Given instruction
Shift every bounding-box coordinate by -40 in the stretch of data below from the line containing "Isolate water bottle label" through the line containing "[646,227,960,377]", both included. Rewrite only those lines, keeping every other line in that stretch unchanged.

Provided records
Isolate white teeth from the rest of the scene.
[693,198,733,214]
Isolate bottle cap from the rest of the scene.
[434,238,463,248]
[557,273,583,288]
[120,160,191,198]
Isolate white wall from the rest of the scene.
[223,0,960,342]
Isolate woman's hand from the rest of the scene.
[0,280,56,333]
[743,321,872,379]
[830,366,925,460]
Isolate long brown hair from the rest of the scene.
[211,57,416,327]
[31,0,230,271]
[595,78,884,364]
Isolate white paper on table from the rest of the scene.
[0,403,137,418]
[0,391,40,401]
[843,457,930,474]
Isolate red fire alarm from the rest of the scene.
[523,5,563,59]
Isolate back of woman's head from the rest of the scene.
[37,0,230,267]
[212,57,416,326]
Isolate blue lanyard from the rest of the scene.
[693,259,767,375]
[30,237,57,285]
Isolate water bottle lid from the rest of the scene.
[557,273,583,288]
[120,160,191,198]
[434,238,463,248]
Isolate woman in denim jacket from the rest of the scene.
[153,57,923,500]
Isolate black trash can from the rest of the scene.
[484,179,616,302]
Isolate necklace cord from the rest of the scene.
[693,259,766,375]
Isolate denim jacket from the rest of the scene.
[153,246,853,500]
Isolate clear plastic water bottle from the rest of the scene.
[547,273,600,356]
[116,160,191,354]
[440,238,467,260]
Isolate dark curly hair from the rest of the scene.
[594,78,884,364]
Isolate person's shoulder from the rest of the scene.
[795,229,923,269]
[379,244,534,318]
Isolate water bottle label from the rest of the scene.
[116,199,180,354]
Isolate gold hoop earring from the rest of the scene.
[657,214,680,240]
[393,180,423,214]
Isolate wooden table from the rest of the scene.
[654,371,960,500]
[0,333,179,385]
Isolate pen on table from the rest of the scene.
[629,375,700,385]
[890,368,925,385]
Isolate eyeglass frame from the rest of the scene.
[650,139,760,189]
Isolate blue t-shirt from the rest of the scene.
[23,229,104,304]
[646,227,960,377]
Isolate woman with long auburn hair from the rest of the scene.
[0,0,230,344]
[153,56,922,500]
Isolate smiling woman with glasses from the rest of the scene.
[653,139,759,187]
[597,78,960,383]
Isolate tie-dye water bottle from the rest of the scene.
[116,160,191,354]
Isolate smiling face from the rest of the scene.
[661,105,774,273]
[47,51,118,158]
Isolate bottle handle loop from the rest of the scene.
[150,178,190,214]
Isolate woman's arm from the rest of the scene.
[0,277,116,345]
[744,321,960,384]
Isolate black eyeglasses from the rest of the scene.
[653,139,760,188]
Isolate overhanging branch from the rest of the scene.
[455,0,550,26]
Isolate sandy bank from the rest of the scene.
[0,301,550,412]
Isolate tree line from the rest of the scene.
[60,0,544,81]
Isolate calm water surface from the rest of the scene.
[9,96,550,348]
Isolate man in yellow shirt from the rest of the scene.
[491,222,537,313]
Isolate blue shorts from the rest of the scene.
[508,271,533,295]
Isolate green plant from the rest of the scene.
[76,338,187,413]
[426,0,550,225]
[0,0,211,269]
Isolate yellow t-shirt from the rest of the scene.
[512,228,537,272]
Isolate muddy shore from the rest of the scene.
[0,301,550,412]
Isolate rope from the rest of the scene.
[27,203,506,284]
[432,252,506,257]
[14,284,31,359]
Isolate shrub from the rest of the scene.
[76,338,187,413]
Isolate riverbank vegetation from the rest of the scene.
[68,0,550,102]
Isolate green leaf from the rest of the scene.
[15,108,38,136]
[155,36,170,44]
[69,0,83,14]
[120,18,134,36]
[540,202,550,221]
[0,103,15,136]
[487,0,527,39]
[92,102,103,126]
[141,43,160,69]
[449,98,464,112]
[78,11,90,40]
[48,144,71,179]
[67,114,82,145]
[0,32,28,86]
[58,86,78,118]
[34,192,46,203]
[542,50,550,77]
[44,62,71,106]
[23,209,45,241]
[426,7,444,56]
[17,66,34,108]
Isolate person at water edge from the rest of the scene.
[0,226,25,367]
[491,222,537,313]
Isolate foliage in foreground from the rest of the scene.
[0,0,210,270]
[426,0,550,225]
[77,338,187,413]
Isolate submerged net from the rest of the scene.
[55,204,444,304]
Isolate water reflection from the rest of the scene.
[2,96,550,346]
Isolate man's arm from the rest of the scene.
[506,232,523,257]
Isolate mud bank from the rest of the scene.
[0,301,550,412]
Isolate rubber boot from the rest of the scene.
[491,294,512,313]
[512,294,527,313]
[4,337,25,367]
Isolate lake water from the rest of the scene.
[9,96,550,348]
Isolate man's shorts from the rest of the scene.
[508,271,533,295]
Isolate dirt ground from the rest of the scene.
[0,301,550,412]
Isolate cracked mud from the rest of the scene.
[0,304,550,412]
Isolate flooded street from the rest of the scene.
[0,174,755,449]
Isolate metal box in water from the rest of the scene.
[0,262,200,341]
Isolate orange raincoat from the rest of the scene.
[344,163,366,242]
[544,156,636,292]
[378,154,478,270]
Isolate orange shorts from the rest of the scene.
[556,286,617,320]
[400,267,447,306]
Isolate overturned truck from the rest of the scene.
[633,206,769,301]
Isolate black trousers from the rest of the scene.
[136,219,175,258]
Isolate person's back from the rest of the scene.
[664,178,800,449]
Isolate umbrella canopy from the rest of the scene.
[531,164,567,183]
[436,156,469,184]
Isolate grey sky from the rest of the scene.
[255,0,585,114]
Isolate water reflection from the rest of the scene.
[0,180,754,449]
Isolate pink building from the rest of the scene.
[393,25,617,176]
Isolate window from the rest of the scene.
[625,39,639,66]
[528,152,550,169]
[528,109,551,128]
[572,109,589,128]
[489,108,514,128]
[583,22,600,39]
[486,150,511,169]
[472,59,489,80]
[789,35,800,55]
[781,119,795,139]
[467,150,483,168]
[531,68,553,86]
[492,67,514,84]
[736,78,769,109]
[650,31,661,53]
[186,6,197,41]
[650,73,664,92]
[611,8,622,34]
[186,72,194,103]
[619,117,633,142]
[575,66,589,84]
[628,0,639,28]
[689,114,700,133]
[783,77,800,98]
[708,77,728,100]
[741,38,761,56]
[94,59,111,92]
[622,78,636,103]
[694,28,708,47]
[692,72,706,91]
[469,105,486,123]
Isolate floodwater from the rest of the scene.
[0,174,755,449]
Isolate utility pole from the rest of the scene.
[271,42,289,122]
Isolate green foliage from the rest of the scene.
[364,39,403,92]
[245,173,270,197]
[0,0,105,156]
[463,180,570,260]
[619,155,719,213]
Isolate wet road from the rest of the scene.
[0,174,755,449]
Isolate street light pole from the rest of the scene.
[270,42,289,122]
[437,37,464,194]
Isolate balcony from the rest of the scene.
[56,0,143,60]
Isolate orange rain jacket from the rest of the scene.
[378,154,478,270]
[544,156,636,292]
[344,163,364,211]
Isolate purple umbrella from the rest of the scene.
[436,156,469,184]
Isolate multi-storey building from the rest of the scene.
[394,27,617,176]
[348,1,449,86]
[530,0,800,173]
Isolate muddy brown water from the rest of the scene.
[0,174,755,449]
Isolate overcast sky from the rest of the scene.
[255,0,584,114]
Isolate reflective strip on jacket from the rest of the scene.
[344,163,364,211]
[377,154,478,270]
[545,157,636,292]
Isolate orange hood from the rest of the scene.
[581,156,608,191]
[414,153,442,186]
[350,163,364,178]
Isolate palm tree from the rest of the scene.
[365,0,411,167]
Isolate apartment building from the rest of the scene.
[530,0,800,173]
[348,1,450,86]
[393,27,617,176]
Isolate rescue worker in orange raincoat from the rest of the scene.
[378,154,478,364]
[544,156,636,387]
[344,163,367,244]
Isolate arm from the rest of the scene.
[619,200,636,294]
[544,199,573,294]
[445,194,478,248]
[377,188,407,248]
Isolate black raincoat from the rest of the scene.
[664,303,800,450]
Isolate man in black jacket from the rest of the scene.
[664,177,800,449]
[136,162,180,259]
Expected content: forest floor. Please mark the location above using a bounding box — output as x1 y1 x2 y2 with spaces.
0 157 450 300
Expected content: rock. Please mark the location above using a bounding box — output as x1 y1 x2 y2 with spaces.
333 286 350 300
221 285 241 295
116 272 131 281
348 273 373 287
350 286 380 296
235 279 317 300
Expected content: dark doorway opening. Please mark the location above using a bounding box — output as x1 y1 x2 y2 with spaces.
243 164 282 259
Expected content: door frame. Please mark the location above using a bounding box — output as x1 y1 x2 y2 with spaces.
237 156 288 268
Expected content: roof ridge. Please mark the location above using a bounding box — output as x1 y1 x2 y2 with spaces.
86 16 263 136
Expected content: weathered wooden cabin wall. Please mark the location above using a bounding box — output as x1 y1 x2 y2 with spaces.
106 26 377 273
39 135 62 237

Reply to the task
Isolate water bottle label from the rest of the scene.
[76,159,140,314]
Isolate gold hoop earring from the rest of the scene.
[617,174,640,200]
[353,140,383,174]
Isolate wooden table from the rest of the scene.
[614,331,920,460]
[-40,293,139,345]
Isolate pen on table from the rest of the scene.
[589,335,660,345]
[850,328,885,345]
Isolate eyeglass frame from the rest of the scene.
[610,99,720,149]
Isolate blue t-shirt from the rest of the scene.
[-17,189,64,264]
[606,187,920,337]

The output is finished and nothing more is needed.